#### ENTRIES SHOWN:
····················

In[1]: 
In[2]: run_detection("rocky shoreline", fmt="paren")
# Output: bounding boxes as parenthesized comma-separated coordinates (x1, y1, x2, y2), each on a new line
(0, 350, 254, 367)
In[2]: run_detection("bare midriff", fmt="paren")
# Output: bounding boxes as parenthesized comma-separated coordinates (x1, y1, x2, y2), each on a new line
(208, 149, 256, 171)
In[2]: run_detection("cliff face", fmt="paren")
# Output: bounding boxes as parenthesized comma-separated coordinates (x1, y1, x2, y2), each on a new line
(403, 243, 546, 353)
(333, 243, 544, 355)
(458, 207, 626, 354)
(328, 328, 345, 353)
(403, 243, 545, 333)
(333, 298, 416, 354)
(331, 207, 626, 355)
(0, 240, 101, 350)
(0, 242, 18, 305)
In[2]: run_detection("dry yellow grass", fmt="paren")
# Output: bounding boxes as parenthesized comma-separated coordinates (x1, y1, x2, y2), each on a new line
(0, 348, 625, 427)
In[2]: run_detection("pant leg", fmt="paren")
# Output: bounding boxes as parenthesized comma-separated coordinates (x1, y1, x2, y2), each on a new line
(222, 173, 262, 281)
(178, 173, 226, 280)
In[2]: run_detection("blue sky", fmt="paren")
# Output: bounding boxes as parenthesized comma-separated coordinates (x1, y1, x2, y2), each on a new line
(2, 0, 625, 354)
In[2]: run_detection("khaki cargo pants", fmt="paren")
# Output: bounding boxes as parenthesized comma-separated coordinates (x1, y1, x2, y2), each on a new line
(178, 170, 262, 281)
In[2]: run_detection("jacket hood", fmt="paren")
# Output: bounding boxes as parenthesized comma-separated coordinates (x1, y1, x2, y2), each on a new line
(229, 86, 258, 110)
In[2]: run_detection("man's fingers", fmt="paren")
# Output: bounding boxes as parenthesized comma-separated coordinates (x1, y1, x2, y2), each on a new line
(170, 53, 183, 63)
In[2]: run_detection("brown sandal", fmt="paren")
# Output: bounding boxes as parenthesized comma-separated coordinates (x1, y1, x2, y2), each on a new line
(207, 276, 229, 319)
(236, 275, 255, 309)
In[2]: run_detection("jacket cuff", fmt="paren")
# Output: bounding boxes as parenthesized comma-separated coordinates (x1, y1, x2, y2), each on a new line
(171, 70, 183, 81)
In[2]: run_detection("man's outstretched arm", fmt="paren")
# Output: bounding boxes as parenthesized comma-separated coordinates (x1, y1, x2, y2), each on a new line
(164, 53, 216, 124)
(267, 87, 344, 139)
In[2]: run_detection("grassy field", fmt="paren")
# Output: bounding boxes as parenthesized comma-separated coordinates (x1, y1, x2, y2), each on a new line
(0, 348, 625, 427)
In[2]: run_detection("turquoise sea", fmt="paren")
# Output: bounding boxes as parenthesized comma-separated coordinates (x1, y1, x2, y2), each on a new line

····················

#### WORK TASK:
Return, from the material above, every line with the word "jacket".

#### OUTPUT:
In[2]: run_detection("jacket hood", fmt="paren")
In[2]: run_detection("jacket cuff", fmt="paren")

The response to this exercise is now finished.